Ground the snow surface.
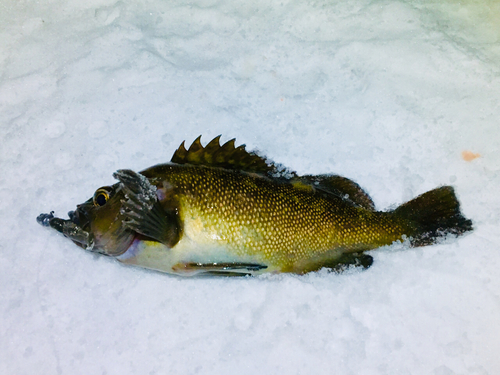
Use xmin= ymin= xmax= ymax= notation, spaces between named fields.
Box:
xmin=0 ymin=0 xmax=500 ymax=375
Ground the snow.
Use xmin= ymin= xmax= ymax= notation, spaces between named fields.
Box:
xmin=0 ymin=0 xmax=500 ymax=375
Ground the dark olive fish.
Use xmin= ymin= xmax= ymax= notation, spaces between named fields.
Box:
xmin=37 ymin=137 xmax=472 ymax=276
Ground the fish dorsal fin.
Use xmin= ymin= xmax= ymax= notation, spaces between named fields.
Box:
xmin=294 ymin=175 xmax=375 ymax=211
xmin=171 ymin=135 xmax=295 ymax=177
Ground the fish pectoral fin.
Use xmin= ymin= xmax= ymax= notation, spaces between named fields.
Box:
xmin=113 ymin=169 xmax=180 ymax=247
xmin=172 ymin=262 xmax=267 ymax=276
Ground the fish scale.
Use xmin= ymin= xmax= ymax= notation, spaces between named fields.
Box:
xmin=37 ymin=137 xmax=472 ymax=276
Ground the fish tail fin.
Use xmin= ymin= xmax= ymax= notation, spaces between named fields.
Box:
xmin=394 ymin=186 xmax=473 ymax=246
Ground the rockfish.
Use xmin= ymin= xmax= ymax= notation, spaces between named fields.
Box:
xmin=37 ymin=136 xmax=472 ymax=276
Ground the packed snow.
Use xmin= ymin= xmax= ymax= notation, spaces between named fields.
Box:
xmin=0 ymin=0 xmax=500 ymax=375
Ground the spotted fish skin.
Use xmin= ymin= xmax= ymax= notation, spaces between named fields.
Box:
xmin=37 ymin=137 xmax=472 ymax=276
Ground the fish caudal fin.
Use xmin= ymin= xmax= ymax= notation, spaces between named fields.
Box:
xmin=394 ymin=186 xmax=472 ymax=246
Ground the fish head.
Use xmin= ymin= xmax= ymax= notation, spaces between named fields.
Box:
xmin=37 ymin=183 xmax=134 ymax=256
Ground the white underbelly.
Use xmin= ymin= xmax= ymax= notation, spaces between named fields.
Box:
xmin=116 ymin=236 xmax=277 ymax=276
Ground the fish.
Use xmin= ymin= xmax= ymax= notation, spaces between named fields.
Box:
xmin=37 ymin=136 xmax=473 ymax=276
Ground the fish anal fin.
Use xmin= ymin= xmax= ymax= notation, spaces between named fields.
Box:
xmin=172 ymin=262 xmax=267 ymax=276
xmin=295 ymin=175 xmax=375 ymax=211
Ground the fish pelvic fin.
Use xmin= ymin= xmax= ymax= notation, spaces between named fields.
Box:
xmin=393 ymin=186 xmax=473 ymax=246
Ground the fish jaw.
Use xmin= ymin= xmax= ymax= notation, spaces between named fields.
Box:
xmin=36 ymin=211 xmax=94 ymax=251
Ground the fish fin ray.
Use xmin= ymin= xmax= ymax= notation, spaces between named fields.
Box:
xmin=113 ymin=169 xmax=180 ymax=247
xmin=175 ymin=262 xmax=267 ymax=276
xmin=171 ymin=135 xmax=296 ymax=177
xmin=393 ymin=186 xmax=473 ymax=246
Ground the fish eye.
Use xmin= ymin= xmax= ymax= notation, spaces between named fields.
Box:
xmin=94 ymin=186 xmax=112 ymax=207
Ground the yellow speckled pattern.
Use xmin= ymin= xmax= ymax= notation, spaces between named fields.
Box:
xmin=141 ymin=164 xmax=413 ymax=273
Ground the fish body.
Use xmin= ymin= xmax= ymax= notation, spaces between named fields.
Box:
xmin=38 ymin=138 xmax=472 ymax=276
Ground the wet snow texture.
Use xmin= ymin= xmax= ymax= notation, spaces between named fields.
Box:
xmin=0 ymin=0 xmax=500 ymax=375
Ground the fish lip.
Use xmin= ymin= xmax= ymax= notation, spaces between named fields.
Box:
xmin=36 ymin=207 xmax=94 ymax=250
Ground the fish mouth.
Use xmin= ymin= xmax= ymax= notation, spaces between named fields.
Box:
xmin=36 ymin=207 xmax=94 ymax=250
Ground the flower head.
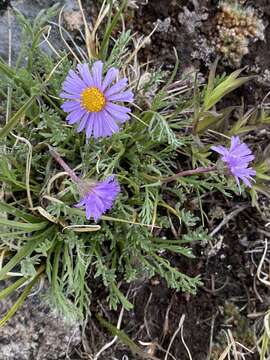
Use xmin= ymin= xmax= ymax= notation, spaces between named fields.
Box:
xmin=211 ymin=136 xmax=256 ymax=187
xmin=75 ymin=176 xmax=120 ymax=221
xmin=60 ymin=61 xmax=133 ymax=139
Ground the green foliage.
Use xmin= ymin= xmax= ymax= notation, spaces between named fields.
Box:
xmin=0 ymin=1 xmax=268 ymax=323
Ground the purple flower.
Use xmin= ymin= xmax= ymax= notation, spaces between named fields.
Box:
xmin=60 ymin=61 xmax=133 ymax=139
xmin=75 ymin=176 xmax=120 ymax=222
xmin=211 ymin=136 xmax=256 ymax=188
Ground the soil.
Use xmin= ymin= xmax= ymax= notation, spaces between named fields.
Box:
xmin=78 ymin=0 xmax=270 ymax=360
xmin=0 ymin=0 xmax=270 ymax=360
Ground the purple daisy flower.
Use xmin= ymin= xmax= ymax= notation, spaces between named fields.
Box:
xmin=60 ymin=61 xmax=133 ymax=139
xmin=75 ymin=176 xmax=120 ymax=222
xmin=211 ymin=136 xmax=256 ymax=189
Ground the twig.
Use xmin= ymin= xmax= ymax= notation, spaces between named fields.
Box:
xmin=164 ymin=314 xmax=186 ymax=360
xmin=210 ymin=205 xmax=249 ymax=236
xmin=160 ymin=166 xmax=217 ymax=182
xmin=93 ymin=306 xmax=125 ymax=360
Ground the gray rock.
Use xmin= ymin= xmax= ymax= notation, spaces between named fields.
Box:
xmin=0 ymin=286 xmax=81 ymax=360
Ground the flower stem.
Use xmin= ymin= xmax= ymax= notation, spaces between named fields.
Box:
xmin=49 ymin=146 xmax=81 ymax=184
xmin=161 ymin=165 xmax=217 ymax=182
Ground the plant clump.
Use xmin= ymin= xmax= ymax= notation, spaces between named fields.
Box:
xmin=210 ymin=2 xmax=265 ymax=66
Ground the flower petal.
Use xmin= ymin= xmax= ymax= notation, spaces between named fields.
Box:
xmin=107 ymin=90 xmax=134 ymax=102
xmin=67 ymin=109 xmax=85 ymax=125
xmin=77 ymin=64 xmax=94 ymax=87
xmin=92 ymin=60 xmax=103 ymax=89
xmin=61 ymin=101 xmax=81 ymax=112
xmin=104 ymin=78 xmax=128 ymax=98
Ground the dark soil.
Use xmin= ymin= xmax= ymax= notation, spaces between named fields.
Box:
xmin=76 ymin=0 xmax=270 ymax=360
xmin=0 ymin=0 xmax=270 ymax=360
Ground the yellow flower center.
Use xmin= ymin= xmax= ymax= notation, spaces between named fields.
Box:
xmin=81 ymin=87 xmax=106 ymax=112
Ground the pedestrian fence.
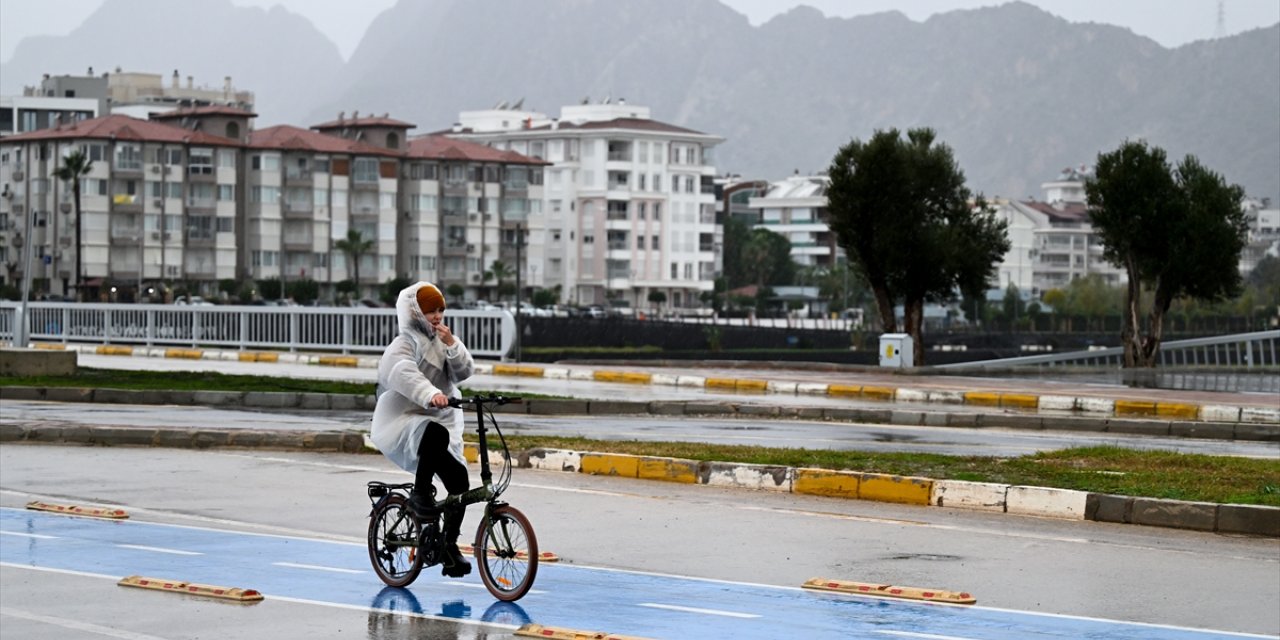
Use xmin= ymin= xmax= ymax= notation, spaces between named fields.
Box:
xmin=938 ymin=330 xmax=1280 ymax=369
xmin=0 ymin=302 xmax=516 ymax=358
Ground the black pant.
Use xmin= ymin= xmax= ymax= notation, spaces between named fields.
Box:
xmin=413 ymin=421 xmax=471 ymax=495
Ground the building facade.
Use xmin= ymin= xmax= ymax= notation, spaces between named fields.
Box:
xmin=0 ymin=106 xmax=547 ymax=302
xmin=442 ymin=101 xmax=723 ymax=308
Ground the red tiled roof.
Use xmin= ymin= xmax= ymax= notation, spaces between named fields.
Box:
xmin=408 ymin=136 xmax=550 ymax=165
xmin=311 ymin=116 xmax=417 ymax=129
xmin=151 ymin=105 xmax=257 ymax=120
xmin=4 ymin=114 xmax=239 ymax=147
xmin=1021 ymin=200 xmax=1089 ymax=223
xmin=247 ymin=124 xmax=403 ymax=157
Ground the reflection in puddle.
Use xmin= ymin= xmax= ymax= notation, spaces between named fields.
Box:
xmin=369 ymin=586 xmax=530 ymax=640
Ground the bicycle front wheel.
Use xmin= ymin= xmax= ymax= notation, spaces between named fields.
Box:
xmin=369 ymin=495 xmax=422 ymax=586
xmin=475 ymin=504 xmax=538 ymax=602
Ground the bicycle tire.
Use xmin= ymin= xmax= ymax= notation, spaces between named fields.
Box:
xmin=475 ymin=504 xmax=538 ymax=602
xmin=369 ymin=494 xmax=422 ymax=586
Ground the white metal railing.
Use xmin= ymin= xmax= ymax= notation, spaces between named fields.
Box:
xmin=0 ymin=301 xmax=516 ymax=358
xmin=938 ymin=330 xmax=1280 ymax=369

--

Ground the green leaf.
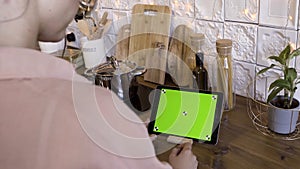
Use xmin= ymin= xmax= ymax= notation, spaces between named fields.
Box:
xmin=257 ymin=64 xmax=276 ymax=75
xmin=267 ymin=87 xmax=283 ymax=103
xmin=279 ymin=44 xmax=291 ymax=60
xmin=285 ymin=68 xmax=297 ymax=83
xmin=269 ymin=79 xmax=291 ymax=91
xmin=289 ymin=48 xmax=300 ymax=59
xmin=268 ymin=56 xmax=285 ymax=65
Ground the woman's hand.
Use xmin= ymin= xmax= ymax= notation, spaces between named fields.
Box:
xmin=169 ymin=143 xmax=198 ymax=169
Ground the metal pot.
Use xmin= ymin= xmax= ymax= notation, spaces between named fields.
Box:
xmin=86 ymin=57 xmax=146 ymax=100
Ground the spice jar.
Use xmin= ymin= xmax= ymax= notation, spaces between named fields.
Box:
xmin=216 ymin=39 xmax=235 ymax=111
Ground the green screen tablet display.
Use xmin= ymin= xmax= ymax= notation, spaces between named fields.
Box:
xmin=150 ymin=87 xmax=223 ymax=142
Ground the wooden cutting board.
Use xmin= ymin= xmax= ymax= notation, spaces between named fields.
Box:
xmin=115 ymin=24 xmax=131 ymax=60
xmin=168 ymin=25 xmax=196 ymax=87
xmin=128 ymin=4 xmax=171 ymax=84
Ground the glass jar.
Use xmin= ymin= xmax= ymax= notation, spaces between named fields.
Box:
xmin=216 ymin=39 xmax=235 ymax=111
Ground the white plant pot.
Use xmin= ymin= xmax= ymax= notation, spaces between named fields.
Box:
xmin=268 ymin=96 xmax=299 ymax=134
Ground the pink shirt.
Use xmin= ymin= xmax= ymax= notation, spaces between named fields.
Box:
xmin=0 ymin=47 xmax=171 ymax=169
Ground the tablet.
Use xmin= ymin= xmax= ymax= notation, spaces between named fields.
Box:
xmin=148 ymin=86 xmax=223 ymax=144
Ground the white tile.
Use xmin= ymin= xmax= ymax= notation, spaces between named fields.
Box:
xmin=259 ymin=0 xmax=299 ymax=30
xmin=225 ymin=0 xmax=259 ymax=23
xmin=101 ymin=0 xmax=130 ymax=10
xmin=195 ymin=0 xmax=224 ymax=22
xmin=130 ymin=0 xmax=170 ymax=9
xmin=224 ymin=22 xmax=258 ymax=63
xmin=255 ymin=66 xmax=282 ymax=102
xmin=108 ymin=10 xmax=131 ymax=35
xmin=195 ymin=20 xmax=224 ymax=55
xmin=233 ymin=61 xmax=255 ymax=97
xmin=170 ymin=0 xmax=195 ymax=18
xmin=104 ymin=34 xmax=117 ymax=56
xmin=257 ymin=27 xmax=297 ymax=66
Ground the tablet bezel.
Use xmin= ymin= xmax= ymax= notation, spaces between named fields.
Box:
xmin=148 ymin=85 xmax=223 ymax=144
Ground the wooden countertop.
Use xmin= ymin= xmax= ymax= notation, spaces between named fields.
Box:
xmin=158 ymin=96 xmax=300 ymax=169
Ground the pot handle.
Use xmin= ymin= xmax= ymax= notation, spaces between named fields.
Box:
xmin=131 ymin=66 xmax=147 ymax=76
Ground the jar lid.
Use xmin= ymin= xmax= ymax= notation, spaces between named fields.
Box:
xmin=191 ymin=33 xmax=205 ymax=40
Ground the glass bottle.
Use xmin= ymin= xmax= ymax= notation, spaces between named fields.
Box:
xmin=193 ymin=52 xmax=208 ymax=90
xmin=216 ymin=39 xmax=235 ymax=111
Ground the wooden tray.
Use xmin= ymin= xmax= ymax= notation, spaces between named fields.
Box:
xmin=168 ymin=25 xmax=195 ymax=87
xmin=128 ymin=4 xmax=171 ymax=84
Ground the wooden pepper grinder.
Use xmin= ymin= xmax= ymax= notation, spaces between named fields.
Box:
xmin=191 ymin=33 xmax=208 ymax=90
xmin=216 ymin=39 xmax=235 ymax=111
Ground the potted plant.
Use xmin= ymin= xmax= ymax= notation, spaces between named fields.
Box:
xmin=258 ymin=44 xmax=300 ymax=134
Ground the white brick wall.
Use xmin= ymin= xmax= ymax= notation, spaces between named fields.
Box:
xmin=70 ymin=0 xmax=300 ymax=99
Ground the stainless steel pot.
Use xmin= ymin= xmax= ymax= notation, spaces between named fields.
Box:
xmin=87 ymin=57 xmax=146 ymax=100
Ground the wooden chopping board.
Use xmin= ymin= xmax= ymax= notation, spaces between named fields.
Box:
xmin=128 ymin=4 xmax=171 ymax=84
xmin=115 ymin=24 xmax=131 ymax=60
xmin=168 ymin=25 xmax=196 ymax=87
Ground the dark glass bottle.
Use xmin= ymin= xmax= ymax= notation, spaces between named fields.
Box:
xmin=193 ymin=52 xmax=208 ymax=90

» Challenge
Rewrite the lines of the listing above, beginning at the line that has "Ground the fish jaw." and stopping after the line that has "xmin=36 ymin=211 xmax=94 ymax=251". Swap "jaw" for "mouth" and leave everything else as it is.

» Final result
Ground the fish mouth.
Use xmin= ymin= xmax= ymax= notation, spaces between named fields.
Box:
xmin=36 ymin=211 xmax=94 ymax=251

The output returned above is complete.